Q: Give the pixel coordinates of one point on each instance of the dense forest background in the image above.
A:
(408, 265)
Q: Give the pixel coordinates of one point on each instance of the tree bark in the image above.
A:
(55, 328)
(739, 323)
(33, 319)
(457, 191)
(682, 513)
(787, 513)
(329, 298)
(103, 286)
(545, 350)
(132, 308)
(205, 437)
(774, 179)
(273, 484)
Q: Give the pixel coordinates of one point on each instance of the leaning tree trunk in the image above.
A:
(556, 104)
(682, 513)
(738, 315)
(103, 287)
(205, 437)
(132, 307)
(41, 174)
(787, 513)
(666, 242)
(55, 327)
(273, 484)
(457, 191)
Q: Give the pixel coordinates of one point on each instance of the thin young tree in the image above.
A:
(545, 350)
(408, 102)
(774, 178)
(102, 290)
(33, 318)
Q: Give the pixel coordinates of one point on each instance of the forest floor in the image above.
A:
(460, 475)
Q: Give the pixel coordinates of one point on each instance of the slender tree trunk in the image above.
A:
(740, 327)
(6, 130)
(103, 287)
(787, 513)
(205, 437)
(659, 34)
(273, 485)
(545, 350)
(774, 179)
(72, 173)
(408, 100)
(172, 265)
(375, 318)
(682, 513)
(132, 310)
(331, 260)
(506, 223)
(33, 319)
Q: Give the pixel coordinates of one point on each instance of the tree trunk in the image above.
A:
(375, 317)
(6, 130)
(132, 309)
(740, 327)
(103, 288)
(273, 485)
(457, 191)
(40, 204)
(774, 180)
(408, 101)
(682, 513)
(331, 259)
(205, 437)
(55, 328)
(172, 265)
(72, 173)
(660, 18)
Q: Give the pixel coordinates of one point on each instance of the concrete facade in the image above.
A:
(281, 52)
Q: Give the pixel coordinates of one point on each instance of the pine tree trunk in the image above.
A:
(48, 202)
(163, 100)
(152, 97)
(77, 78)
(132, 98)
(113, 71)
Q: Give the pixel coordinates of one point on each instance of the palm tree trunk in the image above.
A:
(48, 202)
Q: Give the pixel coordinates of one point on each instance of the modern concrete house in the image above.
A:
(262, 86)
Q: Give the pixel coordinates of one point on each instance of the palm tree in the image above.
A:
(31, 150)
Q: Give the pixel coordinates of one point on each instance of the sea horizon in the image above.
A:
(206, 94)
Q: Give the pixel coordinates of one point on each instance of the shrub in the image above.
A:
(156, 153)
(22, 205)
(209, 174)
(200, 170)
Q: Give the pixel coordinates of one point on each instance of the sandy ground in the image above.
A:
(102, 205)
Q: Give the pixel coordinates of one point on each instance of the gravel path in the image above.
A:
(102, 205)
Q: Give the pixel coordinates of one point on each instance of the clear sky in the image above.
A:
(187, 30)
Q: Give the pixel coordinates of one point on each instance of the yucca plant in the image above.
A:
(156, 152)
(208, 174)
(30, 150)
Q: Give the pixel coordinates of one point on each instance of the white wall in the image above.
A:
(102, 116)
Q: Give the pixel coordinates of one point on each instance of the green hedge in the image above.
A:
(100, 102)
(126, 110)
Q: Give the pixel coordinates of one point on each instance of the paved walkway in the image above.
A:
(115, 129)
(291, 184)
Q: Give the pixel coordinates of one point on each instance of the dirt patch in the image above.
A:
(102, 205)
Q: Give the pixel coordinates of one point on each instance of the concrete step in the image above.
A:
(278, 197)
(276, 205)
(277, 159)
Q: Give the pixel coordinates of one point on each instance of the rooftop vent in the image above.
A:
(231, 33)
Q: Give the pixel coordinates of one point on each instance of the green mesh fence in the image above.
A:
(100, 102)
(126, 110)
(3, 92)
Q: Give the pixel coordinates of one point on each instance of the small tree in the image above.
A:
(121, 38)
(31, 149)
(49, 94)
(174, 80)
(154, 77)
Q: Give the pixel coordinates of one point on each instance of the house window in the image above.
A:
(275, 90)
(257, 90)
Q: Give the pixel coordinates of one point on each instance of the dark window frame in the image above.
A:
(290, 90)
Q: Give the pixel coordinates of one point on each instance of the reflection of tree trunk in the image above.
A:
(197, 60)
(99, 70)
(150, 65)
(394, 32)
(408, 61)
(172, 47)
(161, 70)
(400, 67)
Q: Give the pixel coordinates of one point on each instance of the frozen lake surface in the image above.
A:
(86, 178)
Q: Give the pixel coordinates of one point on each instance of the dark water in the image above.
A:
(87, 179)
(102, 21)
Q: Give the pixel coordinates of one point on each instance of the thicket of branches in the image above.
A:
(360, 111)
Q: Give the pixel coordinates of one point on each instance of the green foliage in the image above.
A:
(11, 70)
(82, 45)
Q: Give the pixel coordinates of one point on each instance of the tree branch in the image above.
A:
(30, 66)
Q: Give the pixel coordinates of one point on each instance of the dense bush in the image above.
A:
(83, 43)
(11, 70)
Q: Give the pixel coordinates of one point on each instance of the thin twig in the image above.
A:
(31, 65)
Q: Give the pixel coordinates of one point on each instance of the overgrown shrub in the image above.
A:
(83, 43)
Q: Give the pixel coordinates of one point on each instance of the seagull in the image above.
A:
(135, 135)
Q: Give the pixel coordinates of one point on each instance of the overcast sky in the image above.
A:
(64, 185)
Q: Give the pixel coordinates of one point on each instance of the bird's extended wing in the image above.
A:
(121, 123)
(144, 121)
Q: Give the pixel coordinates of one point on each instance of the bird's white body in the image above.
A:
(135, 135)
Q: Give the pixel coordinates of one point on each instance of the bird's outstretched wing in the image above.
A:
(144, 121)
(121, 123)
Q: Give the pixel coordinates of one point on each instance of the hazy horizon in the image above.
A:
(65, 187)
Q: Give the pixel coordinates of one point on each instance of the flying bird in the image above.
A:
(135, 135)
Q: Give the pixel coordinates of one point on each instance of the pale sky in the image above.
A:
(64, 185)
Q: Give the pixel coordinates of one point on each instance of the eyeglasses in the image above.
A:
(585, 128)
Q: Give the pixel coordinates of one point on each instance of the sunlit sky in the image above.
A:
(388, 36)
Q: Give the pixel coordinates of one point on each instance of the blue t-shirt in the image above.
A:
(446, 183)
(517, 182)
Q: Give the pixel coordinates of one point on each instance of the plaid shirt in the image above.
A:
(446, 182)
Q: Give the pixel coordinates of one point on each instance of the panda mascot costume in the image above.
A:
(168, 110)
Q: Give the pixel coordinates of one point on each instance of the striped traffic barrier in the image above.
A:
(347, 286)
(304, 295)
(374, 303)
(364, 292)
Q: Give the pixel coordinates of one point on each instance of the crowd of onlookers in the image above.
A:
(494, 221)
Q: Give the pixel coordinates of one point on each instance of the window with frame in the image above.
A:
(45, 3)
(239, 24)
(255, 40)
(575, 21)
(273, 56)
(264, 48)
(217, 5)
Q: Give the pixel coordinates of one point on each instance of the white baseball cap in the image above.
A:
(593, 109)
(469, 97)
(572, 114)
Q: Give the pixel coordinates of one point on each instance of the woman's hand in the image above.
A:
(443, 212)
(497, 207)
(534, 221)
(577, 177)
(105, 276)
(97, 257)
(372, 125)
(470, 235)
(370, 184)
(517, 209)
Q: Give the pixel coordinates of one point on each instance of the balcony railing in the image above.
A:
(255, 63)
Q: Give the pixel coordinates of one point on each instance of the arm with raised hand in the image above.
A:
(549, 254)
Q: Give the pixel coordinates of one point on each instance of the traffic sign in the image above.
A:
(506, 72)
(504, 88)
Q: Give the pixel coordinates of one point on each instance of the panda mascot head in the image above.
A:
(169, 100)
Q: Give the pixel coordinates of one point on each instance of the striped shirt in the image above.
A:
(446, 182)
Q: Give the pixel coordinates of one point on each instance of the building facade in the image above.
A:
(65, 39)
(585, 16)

● ● ● ● ● ● ●

-- Aim of the task --
Locate and copy each line in the data above that includes the word "concrete".

-- Result below --
Q: Give the pixel coordinates of one point on each instance of the concrete facade in the image above.
Q: Give the pixel coordinates of one point on each instance of the modern concrete house in the image above.
Q: Give the pixel coordinates of one point on each instance of the concrete step in the image above.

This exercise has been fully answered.